The tasks -
a: What is the current record price for a decoy, according to the piece on antique decoys?
b: Summarize the piece on antique decoys in two sentences.
c: Continue the piece on antique decoys, starting right after its final sentence.

Excerpted text -
________________

Having been an avid collector and trader of antique hunting decoys for nearly 20 years, and having gone to many major auction sales where I have witnessed such articles sell for anywhere from a few dollars to well over $500,000 (the actual record price for a decoy presently is above $800,000), perhaps I can offer a few comments for the novice collector. This is not meant to be exhaustive of the subject, but rather some basic information to help keep newcomers out of harm's way. And, no, I don't own any of those super expensive decoys myself, but it sure is fun to watch the 'big boys' battle it out on the bidding floor! And even more fun to actually hold one of those decoys in your hands at an auction preview, moments before it moves on to its new home.
Welcome to our hobby. You are joining a very interesting and varied group of men and women who are a pretty tightly knit bunch, most of whom know each other very well and are honest and helpful. We do also have a few characters who are less than totally reliable, unfortunately, so be careful. As in all fields, there are those who are good, and those who can't wait to take advantage of the unsuspecting and ill-informed. Some sellers simply just don't know decoys and will make up any old story to create a sale. Better to spend a bit more and buy from a decoy expert; you'll be safer in the long run.
Now, let me distinguish modern, decorative waterfowl carvings from true, old, working decoys; it is the latter group of which I write. Then, let me further separate the average, run-of-the-mill working decoy from the truly classic antique variety of reputed 'investment quality' which finds its way into collections and usually commands a higher dollar. Again, it's these latter decoys of which I speak. You can find ordinary old decoys at just about any flea market for $25 or so, and you can't really get hurt at that level. I'm particularly writing here about the ones which sell for considerably more, and for those who are prepared to spend that kind of money. More and more, these better class decoys are being offered on-line as well as in the big auction house sale rooms. Much greater risk is involved. So, what should you know and look for? The following guide is meant to apply to decoys at all levels of collecting interest, but is really just basic info for the beginner. I'm not writing this with any pretense at being an expert but, rather, as a fellow collector who hopes it may assist newcomers.

________________

Dataset excerpts -
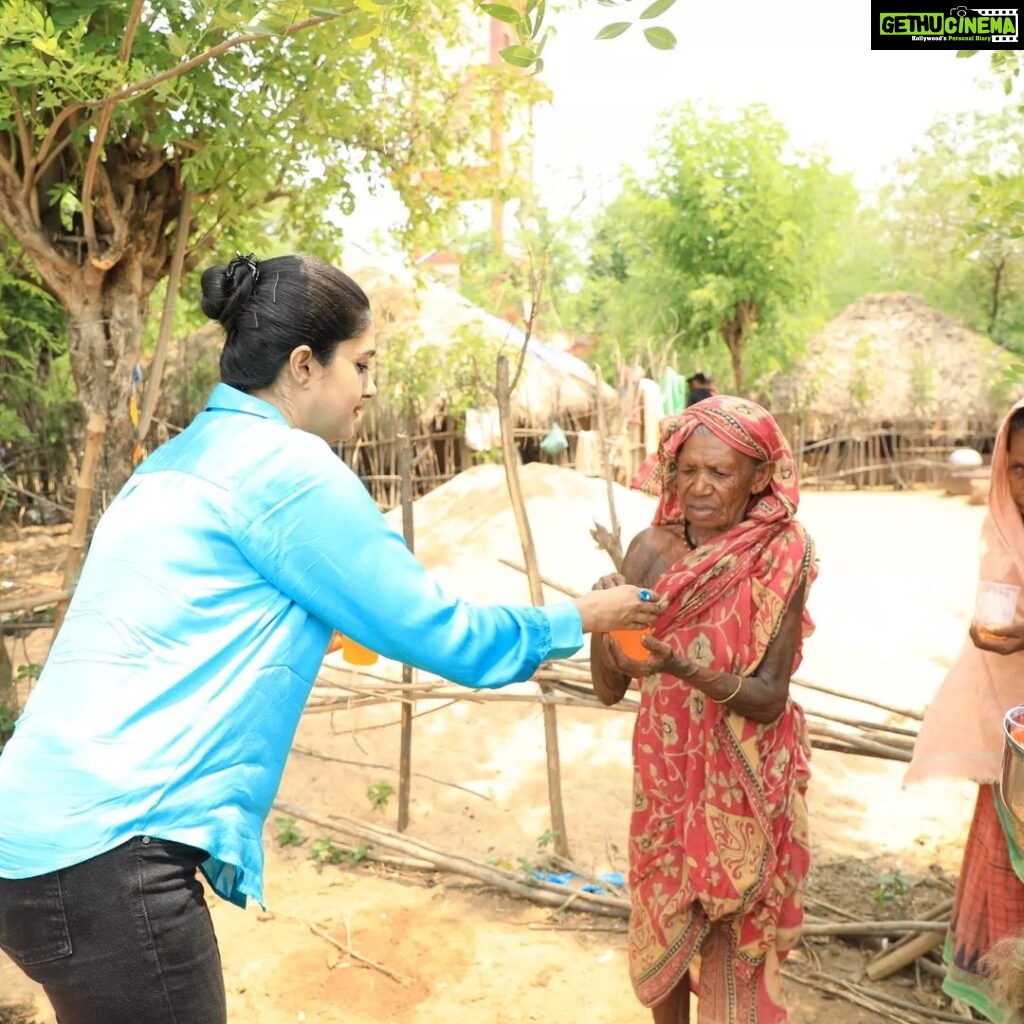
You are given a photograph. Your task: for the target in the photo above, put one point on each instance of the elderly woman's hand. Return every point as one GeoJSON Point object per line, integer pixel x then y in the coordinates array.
{"type": "Point", "coordinates": [663, 658]}
{"type": "Point", "coordinates": [609, 581]}
{"type": "Point", "coordinates": [619, 607]}
{"type": "Point", "coordinates": [998, 639]}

________________

Per-task answers -
a: Above $800,000.

b: A collector and trader of nearly 20 years offers basic guidance to keep newcomers to antique hunting decoys out of harm's way, noting that most fellow collectors are honest and helpful but some sellers are unreliable, so buying from a decoy expert is safer. The writer focuses on classic old working decoys of reputed investment quality rather than modern decorative carvings or ordinary flea-market decoys, noting that these pricier pieces are increasingly offered online and at big auction houses, where much greater risk is involved.

c:
Millions upon millions of hunting decoys have been made over the years. Many old time carvers made and sold them for extra pocket money, often getting
only $2 a piece, maybe $50 for a dozen if they were good and "in
demand". What makes some of them worth so much more today than others? Is it all just in the eye of the collector? What makes grown men and women bid frantically and spend thousands to buy a small chunk of painted wood that some carver or factory made to fire shotguns over? Some of these things even got more shot up than the live birds they were meant to attract! Please note that I have just referred to 'carvers' and 'factories'. Not all old hunting decoys were made by individual carvers; many were replicated 'en masse' by factories using duplicating machines (lathes) which could turn out numerous blocks at the same time. A lot of this took place during the 'heyday' of market gunning, roughly 1880 to 1920, when large numbers of waterfowl were slaughtered to feed the demand of restaurant patrons craving fresh-killed wild duck, etc.
Collectable, vintage hunting decoys are antiques, highly prized for their craftsmanship, rarity or folk art attraction. Most collectors would agree that condition is of the utmost importance: is the paint all original?; have there been any repairs or touch-ups?; is the wooden body structurally sound?; have the head, bill or even the glass eyes been replaced? Original condition is the big key, and the closer it is to mint, the better. An 'investment quality' decoy's value diminishes as its originality is lost or altered. Re-painting or repairing can subtract much of its worth. Conversely, an absolutely mint decoy can be astronomically greater in value, even well beyond that of one in very good or near-mint shape. Be sure to look carefully and ask detailed questions before you buy. It is only very rarely that anything as old and well-used as a hunting decoy which has survived 100 years (give or take) can still be found in immaculate condition. If it is, it must have been held back as a 'mantle bird'. Ask the seller why it has no marks. Honest wear is usually to be expected with most decoys; a few scratches, shot marks and dings are the norm. However, if you see paint covering the shot marks or dings, the decoy has likely been re-painted and is often of lesser value than had it not. Look for uniform wear overall; it is very questionable to find wear in one portion but not another. Ask yourself whether you could be looking at a repro which has been faked to look old; or whether an older, damaged part of the item may have been repaired and touched up to make the whole bird look more presentable and appealing.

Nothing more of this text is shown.